### TASKS
a) Answer these questions from the essay on the ethics of eating meat, one per line:
(i) What percentage of farms does the essay say are corporate-owned?
(ii) Which health strategy does the writer say they have never seen questioned?
(iii) On what website did the writer read the article claiming animal cruelty is the norm in the meat industry?
b) Quote the stretch of the essay on the ethics of eating meat from "If almost 10" through "meat as well.".

If almost 10 years of writing about the meat industry has done anything for me, it’s made me more immune to the common tactics used to turn people away from eating meat. You can’t scare me about what really goes into hot dogs or chicken nuggets, because I’ve seen them made, and I know what really goes into them – the same wholesome ingredients that go into any other meat product.

How about health reports that state that even a sliver of salami can raise your blood pressure, give you diabetes and cause five kinds of cancer? Frankly, I’ve never seen a scientific study that wasn’t disputed by at least one other. In fact, the only health plan I’ve never seen questioned is the “everything in moderation” strategy, which would include a moderate serving of meat as well.

However, when someone questions if it’s ethically acceptable to eat meat, I can’t just dismiss it, because it questions my sense of right and wrong.

Contrary to those who claim that America’s heartland is populated by factory farms, only 4 percent of farms are corporate-owned. Eighty-seven percent of farms are owned by individuals or families (source: 2007 Census), which means most of the protein my family eats came courtesy of overworked, underappreciated farmers who deserve my support.

I also believe in supporting the processing companies by buying their products, whether it’s the family-owned small processors I cover in this magazine or a billion-dollar corporation. We’ve seen communities that have been devastated when a local meat plant shuts down, leaving dozens or hundreds of hard-working people without jobs. The country needs those jobs, as well as the jobs of everyone attached to the meat industry, including suppliers, truckers and retailers.

The crux of the ethical argument, though, comes down to whether it is justifiable to kill another living thing in order to sustain oneself. Animals provide a source of protein that is critical if not essential to human growth and development. In order to harvest that resource, though, it needs to be done the right way. That is, in a manner that is respectful and humane to the animal.

While an article I recently read on CNN.com stated that animal cruelty is the norm in the meat industry, I believe the exact opposite. Incidents of animal abuse that are found are the result of outliers in the industry – a company that is intentionally negligent, or most likely, a well-intentioned company with poor employee training or monitoring programs. As those incidents get reported, the bad players will get driven out of the industry, and the good ones will learn and improve their practices.

This is not a perfect industry. There will always be improvements that can be made in terms of food safety, sustainability and employee welfare, to name a few. The meat community keeps moving forward, one breakthrough at a time, and there is no reason to let the activist minority claim the moral high ground. The industry needs to keep touting its successes in all areas and let consumers know they can enjoy their steak or turkey dinner with a clear conscience.

### PROVIDED DATA
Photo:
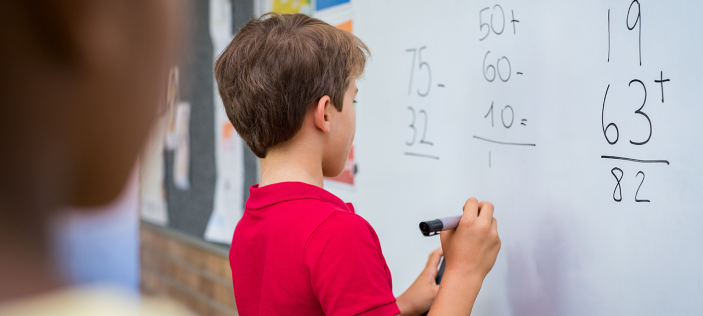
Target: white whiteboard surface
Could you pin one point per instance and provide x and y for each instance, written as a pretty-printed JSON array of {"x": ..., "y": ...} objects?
[{"x": 568, "y": 247}]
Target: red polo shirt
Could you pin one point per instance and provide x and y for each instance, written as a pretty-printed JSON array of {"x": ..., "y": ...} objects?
[{"x": 299, "y": 250}]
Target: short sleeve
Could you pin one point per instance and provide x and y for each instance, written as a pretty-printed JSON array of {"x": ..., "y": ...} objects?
[{"x": 346, "y": 268}]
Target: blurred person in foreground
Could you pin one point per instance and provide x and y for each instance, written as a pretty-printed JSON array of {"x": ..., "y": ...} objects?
[{"x": 79, "y": 87}]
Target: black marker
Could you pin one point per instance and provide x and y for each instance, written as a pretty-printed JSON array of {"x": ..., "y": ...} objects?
[{"x": 431, "y": 228}]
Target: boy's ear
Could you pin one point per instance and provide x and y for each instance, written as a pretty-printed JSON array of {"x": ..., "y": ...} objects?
[{"x": 322, "y": 115}]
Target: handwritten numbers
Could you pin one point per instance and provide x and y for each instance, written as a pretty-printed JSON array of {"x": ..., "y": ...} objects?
[
  {"x": 617, "y": 192},
  {"x": 605, "y": 129},
  {"x": 417, "y": 54},
  {"x": 661, "y": 81},
  {"x": 638, "y": 21},
  {"x": 618, "y": 187},
  {"x": 490, "y": 72},
  {"x": 490, "y": 111},
  {"x": 414, "y": 128},
  {"x": 512, "y": 116},
  {"x": 639, "y": 111},
  {"x": 639, "y": 187},
  {"x": 492, "y": 26}
]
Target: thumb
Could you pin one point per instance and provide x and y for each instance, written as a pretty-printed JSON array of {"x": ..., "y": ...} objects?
[{"x": 433, "y": 262}]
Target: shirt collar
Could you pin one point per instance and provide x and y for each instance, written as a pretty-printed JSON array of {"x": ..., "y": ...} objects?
[{"x": 287, "y": 191}]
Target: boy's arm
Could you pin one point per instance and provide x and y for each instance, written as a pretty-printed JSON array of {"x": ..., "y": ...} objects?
[
  {"x": 470, "y": 251},
  {"x": 418, "y": 298}
]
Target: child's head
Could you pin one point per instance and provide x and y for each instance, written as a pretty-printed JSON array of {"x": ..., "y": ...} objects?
[{"x": 280, "y": 69}]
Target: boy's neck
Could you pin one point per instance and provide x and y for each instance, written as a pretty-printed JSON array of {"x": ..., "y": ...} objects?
[{"x": 292, "y": 161}]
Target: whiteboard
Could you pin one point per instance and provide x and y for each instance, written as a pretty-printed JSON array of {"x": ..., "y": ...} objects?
[{"x": 585, "y": 231}]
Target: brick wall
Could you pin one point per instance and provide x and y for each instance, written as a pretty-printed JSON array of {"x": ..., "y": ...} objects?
[{"x": 191, "y": 272}]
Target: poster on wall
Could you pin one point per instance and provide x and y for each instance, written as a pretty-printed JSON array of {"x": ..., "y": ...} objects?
[{"x": 229, "y": 156}]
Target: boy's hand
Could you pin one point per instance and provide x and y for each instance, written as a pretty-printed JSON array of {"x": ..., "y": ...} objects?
[
  {"x": 418, "y": 298},
  {"x": 470, "y": 251}
]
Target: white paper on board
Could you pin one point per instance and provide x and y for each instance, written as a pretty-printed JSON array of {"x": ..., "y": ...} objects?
[
  {"x": 181, "y": 164},
  {"x": 153, "y": 207}
]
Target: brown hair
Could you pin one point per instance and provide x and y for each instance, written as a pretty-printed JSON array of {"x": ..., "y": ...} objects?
[{"x": 280, "y": 65}]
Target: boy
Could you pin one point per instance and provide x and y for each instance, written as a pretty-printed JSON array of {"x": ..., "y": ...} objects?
[{"x": 288, "y": 85}]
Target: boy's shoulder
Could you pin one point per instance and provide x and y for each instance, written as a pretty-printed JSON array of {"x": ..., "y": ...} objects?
[{"x": 301, "y": 205}]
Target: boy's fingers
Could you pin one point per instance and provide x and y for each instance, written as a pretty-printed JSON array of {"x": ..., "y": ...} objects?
[
  {"x": 471, "y": 207},
  {"x": 485, "y": 210},
  {"x": 433, "y": 260}
]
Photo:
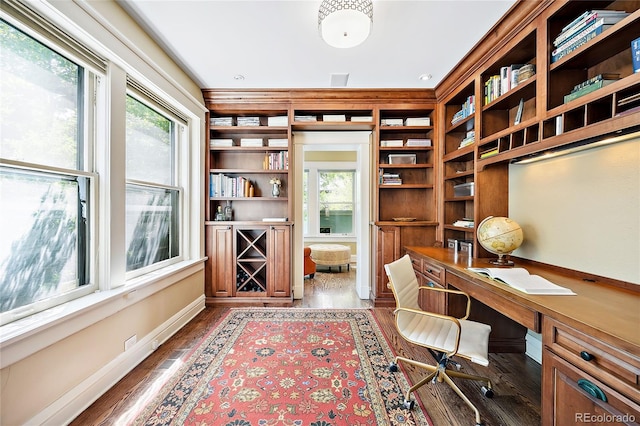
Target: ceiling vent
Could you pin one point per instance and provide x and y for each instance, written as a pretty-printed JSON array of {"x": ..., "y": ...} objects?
[{"x": 339, "y": 80}]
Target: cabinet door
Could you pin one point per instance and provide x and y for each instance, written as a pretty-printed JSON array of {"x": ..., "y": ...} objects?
[
  {"x": 388, "y": 246},
  {"x": 570, "y": 396},
  {"x": 279, "y": 254},
  {"x": 219, "y": 270}
]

### RESULTS FOR EACH TASK
a)
(i) 4 percent
(ii) The "everything in moderation" strategy
(iii) CNN.com

b)
If almost 10 years of writing about the meat industry has done anything for me, it’s made me more immune to the common tactics used to turn people away from eating meat. You can’t scare me about what really goes into hot dogs or chicken nuggets, because I’ve seen them made, and I know what really goes into them – the same wholesome ingredients that go into any other meat product.

How about health reports that state that even a sliver of salami can raise your blood pressure, give you diabetes and cause five kinds of cancer? Frankly, I’ve never seen a scientific study that wasn’t disputed by at least one other. In fact, the only health plan I’ve never seen questioned is the “everything in moderation” strategy, which would include a moderate serving of meat as well.